**ASSIGNMENT**
All records below are to be duplicated exactly, with every picture excluded.

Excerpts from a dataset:
□ □ □ □
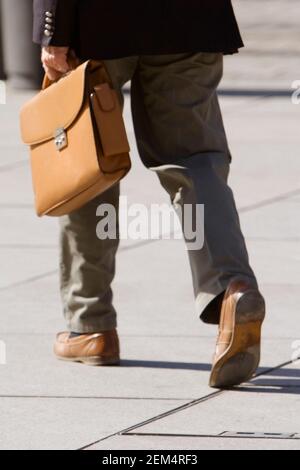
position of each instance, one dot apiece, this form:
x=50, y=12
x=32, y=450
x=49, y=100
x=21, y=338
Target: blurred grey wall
x=21, y=58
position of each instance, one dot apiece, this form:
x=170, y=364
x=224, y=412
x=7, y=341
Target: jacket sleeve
x=54, y=22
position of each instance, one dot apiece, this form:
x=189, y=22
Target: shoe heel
x=100, y=361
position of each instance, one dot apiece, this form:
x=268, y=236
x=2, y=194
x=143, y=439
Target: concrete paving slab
x=22, y=228
x=229, y=412
x=48, y=424
x=19, y=265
□ □ □ □
**WORKED SOLUTION**
position of each instance, one dot apiece, this form:
x=50, y=12
x=32, y=450
x=49, y=100
x=21, y=338
Target: blurred grey wall
x=21, y=58
position of each instance, one dot apiece, this form:
x=170, y=364
x=224, y=412
x=7, y=341
Target: jacket sleeve
x=54, y=22
position of each instance, one dot apiece, this form:
x=189, y=22
Target: shoe heel
x=100, y=361
position of each instance, one dot apiece, this form:
x=268, y=236
x=2, y=194
x=143, y=439
Target: concrete paving slab
x=22, y=228
x=229, y=412
x=48, y=424
x=19, y=265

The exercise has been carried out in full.